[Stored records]
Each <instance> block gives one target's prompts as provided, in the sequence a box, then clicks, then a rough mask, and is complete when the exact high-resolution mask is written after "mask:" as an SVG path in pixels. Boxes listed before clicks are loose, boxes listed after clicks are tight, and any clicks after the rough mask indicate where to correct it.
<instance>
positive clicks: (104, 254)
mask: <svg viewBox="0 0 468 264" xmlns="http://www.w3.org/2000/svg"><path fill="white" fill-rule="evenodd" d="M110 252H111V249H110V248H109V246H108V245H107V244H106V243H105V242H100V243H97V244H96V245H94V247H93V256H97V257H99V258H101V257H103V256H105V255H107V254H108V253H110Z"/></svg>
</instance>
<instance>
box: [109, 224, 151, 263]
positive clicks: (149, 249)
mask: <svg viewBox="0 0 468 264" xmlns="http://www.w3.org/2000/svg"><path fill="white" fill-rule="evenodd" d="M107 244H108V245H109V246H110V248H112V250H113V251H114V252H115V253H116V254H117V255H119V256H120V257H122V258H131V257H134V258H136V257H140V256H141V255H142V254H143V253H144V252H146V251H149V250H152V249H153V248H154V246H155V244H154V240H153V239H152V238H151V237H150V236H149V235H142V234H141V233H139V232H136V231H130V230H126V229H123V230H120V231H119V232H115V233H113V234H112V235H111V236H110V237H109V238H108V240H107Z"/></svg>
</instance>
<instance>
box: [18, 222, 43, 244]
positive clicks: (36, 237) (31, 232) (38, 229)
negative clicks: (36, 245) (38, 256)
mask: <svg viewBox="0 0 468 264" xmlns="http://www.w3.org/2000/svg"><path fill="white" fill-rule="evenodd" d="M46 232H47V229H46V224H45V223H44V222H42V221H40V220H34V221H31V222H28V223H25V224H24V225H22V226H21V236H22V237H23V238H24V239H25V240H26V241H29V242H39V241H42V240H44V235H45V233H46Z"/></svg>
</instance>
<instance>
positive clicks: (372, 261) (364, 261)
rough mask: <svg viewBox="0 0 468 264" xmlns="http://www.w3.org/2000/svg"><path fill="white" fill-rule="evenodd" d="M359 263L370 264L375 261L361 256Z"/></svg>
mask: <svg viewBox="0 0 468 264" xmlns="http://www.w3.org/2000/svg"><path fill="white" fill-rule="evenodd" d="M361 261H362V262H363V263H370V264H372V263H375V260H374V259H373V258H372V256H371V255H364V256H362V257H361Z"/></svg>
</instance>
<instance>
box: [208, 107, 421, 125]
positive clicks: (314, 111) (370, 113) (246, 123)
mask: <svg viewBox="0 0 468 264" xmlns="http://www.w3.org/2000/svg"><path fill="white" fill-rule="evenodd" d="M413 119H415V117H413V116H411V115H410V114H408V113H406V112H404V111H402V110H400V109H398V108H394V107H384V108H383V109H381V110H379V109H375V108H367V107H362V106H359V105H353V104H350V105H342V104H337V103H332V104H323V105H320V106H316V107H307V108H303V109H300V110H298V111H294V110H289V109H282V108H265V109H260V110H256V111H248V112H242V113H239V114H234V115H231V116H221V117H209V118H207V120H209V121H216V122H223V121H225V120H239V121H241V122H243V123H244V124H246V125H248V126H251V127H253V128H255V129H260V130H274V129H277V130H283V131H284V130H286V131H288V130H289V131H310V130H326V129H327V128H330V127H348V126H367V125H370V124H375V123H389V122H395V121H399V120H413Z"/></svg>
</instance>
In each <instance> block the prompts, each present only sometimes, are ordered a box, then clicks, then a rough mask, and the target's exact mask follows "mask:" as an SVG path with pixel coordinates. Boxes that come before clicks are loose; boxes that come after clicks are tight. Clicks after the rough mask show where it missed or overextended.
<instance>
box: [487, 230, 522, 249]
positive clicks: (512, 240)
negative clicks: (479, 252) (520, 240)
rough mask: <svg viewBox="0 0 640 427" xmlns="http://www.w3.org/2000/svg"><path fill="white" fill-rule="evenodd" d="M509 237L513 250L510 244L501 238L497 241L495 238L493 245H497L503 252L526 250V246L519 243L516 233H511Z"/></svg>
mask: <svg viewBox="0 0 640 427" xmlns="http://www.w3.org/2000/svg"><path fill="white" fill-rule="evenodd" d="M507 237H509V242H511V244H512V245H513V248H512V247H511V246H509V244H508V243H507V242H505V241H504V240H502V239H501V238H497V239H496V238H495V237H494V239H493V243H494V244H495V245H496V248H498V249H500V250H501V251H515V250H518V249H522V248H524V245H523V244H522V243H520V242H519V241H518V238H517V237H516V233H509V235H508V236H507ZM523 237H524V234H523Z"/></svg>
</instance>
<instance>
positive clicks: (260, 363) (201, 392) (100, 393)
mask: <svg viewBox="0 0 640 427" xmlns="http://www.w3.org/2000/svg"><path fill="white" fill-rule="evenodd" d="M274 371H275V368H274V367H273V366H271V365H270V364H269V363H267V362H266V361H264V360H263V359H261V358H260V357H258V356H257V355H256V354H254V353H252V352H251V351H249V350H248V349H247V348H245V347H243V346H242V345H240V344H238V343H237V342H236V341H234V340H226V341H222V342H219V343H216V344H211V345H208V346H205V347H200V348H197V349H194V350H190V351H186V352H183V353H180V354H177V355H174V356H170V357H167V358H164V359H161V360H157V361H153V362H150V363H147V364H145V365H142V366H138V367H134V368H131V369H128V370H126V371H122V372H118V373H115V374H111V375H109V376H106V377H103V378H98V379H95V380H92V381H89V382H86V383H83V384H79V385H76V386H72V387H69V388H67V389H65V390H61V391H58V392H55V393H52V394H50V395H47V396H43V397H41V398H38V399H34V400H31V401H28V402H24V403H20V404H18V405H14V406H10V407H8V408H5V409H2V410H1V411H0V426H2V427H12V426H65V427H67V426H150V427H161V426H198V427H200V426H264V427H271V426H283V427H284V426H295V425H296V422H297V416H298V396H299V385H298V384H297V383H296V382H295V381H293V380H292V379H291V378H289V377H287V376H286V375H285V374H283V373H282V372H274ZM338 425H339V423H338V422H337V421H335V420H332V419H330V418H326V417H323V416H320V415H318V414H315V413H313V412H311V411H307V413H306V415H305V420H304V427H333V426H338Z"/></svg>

* **WORK REQUEST**: Can you rewrite all the lines above, replacing every "positive clicks" with "foreground clicks" and leaving everything else unchanged?

* **ANSWER SECTION**:
Each <instance> block gives one target's prompts as provided, in the sequence a box, then clicks, then a rough mask, and is complete when the exact high-resolution mask is written after "mask:" as an SVG path in pixels. Boxes listed before clicks are loose, boxes listed after clicks are tight, and any clicks after the rough mask indicate where to correct it.
<instance>
foreground clicks: (104, 254)
mask: <svg viewBox="0 0 468 264" xmlns="http://www.w3.org/2000/svg"><path fill="white" fill-rule="evenodd" d="M110 252H111V249H110V248H109V246H108V245H107V244H106V243H105V242H100V243H97V244H96V245H94V247H93V256H97V257H99V258H101V257H103V256H105V255H107V254H108V253H110Z"/></svg>
</instance>
<instance>
box: [109, 224, 151, 263]
foreground clicks: (149, 249)
mask: <svg viewBox="0 0 468 264" xmlns="http://www.w3.org/2000/svg"><path fill="white" fill-rule="evenodd" d="M107 244H108V245H109V246H110V248H112V250H113V251H114V252H115V253H116V254H117V255H119V256H120V257H122V258H131V257H134V258H136V257H140V256H141V255H142V254H143V253H144V252H146V251H149V250H152V249H153V248H154V246H155V244H154V240H153V239H152V238H151V237H150V236H149V235H142V234H141V233H139V232H136V231H130V230H126V229H123V230H120V231H119V232H115V233H113V234H112V235H111V236H110V237H109V238H108V240H107Z"/></svg>
</instance>
<instance>
box: [18, 222, 43, 244]
foreground clicks: (36, 237) (31, 232) (38, 229)
negative clicks: (36, 245) (38, 256)
mask: <svg viewBox="0 0 468 264" xmlns="http://www.w3.org/2000/svg"><path fill="white" fill-rule="evenodd" d="M46 232H47V229H46V224H45V223H44V222H42V221H40V220H34V221H31V222H28V223H25V224H24V225H22V226H21V236H22V237H23V238H24V239H25V240H26V241H29V242H39V241H42V240H44V235H45V233H46Z"/></svg>
</instance>
<instance>
foreground clicks: (372, 261) (364, 261)
rough mask: <svg viewBox="0 0 468 264" xmlns="http://www.w3.org/2000/svg"><path fill="white" fill-rule="evenodd" d="M359 263L370 264L375 261L361 256Z"/></svg>
mask: <svg viewBox="0 0 468 264" xmlns="http://www.w3.org/2000/svg"><path fill="white" fill-rule="evenodd" d="M361 261H362V262H363V263H370V264H372V263H375V260H374V259H373V258H372V256H371V255H364V256H362V257H361Z"/></svg>
</instance>
<instance>
box: [208, 107, 421, 125]
foreground clicks: (314, 111) (370, 113) (246, 123)
mask: <svg viewBox="0 0 468 264" xmlns="http://www.w3.org/2000/svg"><path fill="white" fill-rule="evenodd" d="M413 119H415V117H413V116H411V115H410V114H408V113H406V112H404V111H402V110H400V109H398V108H394V107H384V108H383V109H381V110H379V109H375V108H367V107H362V106H359V105H353V104H350V105H342V104H337V103H332V104H323V105H320V106H316V107H307V108H303V109H300V110H298V111H294V110H289V109H282V108H265V109H260V110H256V111H248V112H242V113H239V114H234V115H231V116H221V117H209V118H207V120H209V121H216V122H223V121H225V120H239V121H241V122H243V123H244V124H246V125H248V126H251V127H253V128H255V129H260V130H274V129H277V130H283V131H284V130H286V131H288V130H289V131H310V130H326V129H327V128H330V127H348V126H367V125H370V124H375V123H389V122H395V121H399V120H413Z"/></svg>
</instance>
In each <instance> block the prompts, each present only sometimes, are ordered a box, then clicks, then a rough mask, and the target's exact mask follows "mask:" as an SVG path with pixel coordinates. Boxes that come before clicks are loose; boxes that come after clicks are tight. Clicks after the rough mask show where it missed or overextended.
<instance>
box: [487, 230, 522, 249]
foreground clicks: (512, 240)
negative clicks: (479, 252) (520, 240)
rough mask: <svg viewBox="0 0 640 427" xmlns="http://www.w3.org/2000/svg"><path fill="white" fill-rule="evenodd" d="M509 237L513 250L510 244L501 238L497 241L495 238L493 245H497L503 252L526 250V246L519 243L516 233H511Z"/></svg>
mask: <svg viewBox="0 0 640 427" xmlns="http://www.w3.org/2000/svg"><path fill="white" fill-rule="evenodd" d="M507 237H509V242H511V244H512V245H513V248H512V247H511V246H509V244H508V243H507V242H505V241H504V240H502V239H501V238H497V239H496V238H495V237H494V239H493V243H494V244H495V245H496V248H498V249H500V250H501V251H515V250H518V249H522V248H524V245H523V244H522V243H520V242H519V241H518V238H517V237H516V233H509V235H508V236H507ZM523 237H524V234H523Z"/></svg>
</instance>
<instance>
foreground clicks: (260, 363) (201, 392) (100, 393)
mask: <svg viewBox="0 0 640 427" xmlns="http://www.w3.org/2000/svg"><path fill="white" fill-rule="evenodd" d="M274 371H275V368H274V367H273V366H271V365H270V364H269V363H267V362H266V361H264V360H263V359H261V358H260V357H258V356H257V355H256V354H254V353H252V352H251V351H249V350H248V349H247V348H245V347H243V346H242V345H240V344H238V343H237V342H236V341H234V340H226V341H222V342H219V343H216V344H211V345H208V346H205V347H200V348H197V349H194V350H190V351H186V352H183V353H180V354H177V355H174V356H170V357H167V358H164V359H161V360H157V361H153V362H150V363H147V364H145V365H142V366H138V367H134V368H131V369H128V370H126V371H122V372H118V373H115V374H111V375H109V376H106V377H103V378H98V379H95V380H92V381H89V382H86V383H83V384H79V385H76V386H72V387H69V388H67V389H65V390H61V391H58V392H55V393H52V394H50V395H47V396H43V397H41V398H38V399H34V400H31V401H28V402H24V403H20V404H18V405H14V406H10V407H8V408H5V409H2V410H1V411H0V426H2V427H12V426H65V427H67V426H150V427H161V426H198V427H200V426H264V427H271V426H283V427H284V426H295V425H296V422H297V416H298V396H299V385H298V384H297V383H296V382H295V381H293V380H292V379H291V378H289V377H287V376H286V375H285V374H283V373H282V372H274ZM338 425H339V423H338V422H337V421H335V420H332V419H330V418H326V417H323V416H320V415H318V414H315V413H313V412H311V411H307V413H306V415H305V420H304V427H333V426H338Z"/></svg>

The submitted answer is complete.